Saved data entries:
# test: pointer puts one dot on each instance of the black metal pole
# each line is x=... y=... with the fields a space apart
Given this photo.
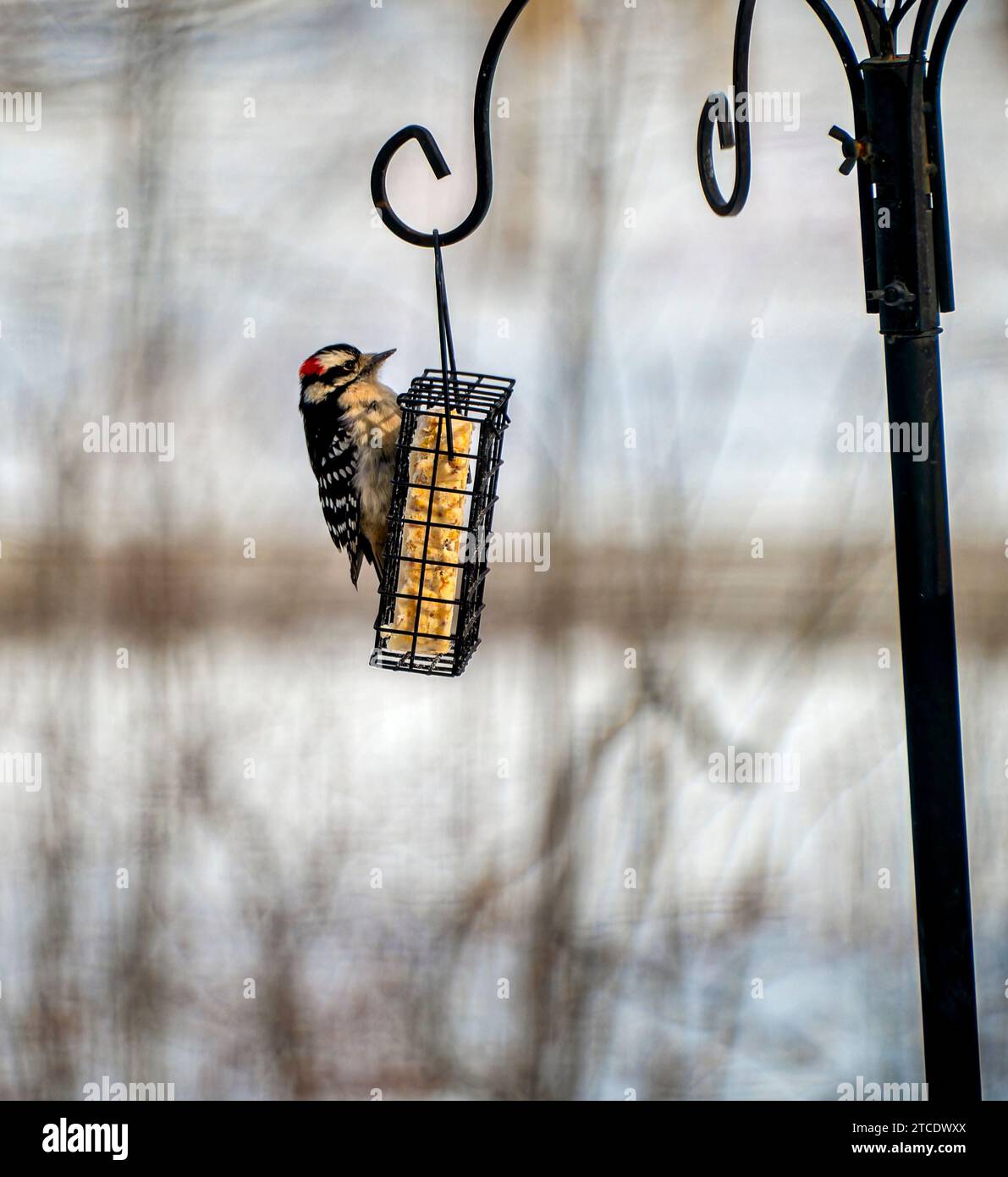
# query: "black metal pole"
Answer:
x=902 y=148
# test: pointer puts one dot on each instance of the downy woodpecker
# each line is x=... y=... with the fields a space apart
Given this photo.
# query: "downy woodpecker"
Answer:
x=352 y=425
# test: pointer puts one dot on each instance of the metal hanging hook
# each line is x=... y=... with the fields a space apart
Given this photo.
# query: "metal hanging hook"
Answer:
x=482 y=133
x=733 y=124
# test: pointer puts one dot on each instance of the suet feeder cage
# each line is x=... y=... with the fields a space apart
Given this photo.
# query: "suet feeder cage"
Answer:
x=443 y=506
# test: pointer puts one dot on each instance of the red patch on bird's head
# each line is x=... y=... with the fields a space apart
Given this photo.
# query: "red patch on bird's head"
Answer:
x=311 y=366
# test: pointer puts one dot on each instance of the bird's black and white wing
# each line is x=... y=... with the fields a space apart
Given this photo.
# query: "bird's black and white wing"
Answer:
x=340 y=503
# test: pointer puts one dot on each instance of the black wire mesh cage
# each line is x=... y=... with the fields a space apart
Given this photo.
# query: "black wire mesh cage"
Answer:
x=443 y=504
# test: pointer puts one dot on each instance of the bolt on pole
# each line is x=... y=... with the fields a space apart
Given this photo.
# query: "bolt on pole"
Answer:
x=898 y=152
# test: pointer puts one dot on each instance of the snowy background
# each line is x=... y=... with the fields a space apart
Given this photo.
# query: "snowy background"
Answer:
x=504 y=810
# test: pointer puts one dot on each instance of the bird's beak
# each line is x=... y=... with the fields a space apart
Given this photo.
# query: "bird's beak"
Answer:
x=374 y=362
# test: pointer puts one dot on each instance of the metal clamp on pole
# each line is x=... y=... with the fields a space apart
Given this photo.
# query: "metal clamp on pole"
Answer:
x=896 y=150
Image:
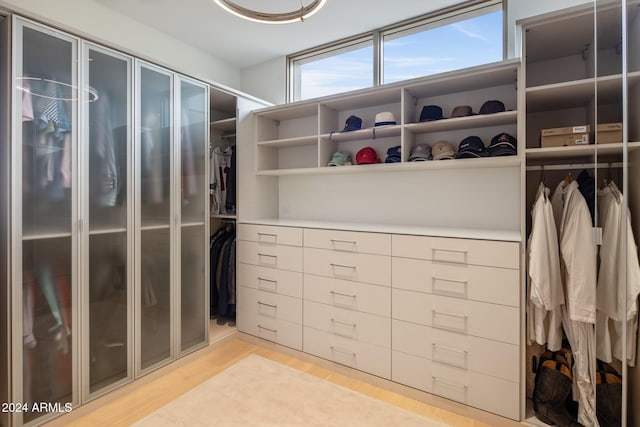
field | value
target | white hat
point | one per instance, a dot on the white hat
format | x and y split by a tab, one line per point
385	118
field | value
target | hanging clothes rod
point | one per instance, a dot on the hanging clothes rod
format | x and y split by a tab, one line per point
574	166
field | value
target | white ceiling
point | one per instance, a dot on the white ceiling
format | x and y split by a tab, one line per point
242	44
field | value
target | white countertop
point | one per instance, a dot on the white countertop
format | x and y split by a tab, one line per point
464	233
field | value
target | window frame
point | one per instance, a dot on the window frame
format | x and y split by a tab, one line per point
446	16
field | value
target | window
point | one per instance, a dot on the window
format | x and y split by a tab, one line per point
436	48
335	70
443	41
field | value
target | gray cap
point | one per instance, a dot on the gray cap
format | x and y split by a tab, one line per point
420	152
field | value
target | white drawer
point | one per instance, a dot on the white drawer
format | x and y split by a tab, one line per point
482	391
461	251
274	256
270	280
460	351
474	282
358	355
349	324
367	268
279	331
348	241
270	305
270	234
357	296
492	321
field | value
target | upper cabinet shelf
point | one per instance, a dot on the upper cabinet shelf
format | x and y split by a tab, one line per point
225	125
301	138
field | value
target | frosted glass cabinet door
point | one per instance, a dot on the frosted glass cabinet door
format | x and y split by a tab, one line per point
106	163
193	147
155	165
44	131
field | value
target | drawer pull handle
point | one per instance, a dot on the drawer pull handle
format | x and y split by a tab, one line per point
334	293
434	255
462	388
346	242
343	266
463	317
267	305
273	283
274	236
341	322
445	292
275	331
339	350
434	349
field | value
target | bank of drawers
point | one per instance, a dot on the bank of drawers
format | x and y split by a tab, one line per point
347	298
456	320
438	314
269	278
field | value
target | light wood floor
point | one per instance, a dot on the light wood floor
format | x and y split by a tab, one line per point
131	403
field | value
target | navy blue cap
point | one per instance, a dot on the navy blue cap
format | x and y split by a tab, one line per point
471	147
393	155
431	112
503	144
352	123
492	106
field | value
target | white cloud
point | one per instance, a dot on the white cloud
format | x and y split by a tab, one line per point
460	28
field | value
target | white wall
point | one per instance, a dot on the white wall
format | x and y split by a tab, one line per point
266	80
96	22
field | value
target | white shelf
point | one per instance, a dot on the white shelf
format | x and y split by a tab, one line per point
289	142
568	152
465	233
108	231
224	216
481	120
480	163
192	224
42	236
224	124
364	134
155	227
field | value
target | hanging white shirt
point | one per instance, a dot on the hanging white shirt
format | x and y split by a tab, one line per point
545	286
618	280
578	268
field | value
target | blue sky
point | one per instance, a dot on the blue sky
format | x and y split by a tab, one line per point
454	46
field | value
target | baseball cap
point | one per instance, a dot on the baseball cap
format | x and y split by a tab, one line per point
492	106
462	111
385	118
503	144
339	158
352	123
430	112
471	147
420	153
393	155
443	150
366	156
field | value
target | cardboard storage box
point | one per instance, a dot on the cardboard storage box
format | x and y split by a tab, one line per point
571	135
609	133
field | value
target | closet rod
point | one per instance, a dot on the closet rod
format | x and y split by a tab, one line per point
574	166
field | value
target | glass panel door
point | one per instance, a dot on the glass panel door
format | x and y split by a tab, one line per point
107	102
193	147
154	123
44	199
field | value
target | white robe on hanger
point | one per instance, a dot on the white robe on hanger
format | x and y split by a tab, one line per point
546	296
578	262
618	280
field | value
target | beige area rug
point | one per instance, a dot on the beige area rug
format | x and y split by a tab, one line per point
259	392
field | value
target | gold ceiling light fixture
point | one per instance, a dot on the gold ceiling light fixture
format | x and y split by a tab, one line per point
295	15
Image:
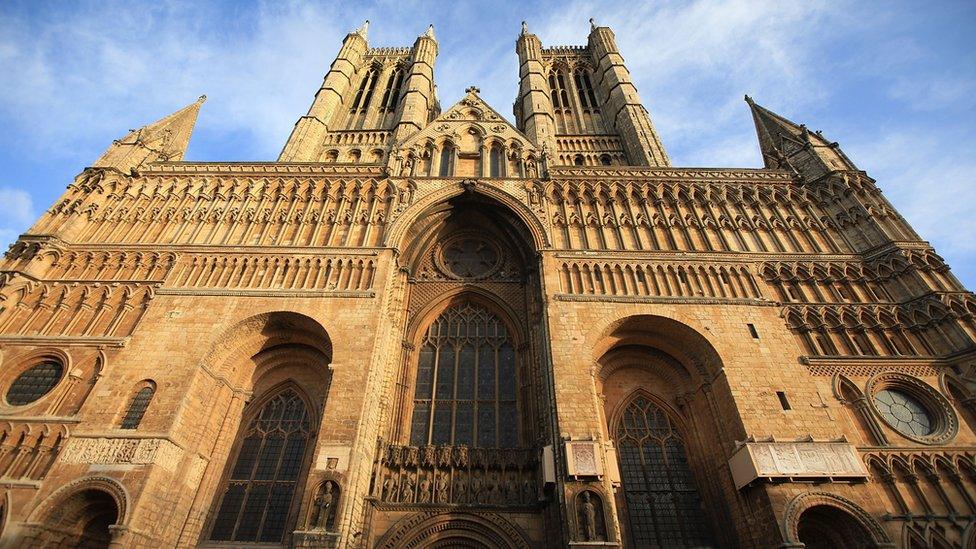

Work task: Please give again only the lines from the one containing "point | one per instance, a dot on the hanging white" through the last line of the entries above, exactly as they stand and without pictures.

Your response:
point | one per instance, a dot on the hanging white shirt
format | x and y split by a tab, one line per point
545	286
618	280
578	268
field | value
target | blue sky
point | one per instance, a dot on the blue sky
format | x and y split by a tab, one line per point
454	46
field | value
target | baseball cap
point | one per instance, a dot on the baseball cap
format | x and y split by a tab, one line per point
492	106
462	111
385	118
503	144
339	158
352	123
430	112
471	147
420	153
393	155
443	150
366	156
field | value
target | cardboard storage box
point | one per instance, a dot on the cardboard storage box
format | x and y split by a tab, one line per point
571	135
609	133
field | value
target | closet rod
point | one per instance, a dot on the closet rod
format | x and y split by a tab, one line per point
574	166
field | value
target | glass panel door
point | one per instance, a dot on the glass panel door
format | x and y split by a tab, one line per point
107	102
193	147
154	123
44	199
field | value
target | white robe on hanger
point | one per instance, a dot on the white robe on hanger
format | x and y split by a tab, one line per point
546	296
578	262
618	280
field | value
target | beige area rug
point | one per instance, a dot on the beige area rug
format | x and y split by a tab, one line per point
259	392
field | value
target | gold ceiling light fixture
point | one per instance, a dot on the gold ceiling light fixture
format | x and y split by a tab, one line per point
295	15
Image:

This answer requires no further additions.